**AIM OF THE TASK:**
Make an exact copy of the data below, leaving out every picture.
============
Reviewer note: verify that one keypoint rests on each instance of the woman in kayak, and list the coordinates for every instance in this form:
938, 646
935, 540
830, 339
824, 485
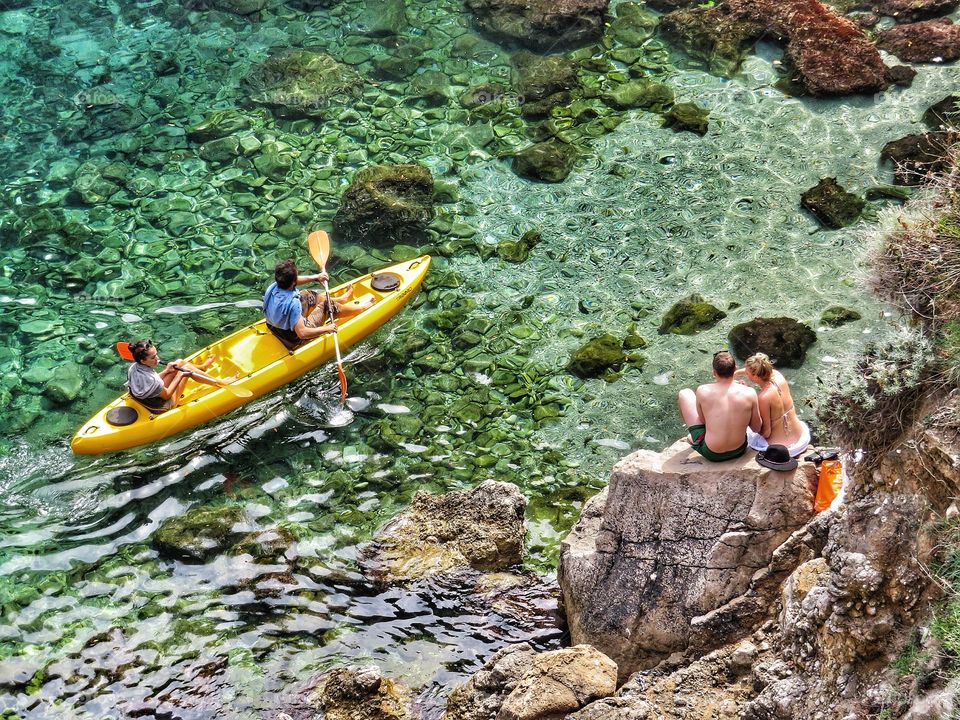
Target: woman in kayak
161, 391
295, 317
781, 426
============
**CORRECT RESULT:**
Reviewer note: verify that one keypoint rests on each instance of the woman in kayak, and list the coordinates for every instance in this form:
938, 646
935, 540
830, 339
824, 485
Target: woman in kayak
161, 391
295, 317
781, 426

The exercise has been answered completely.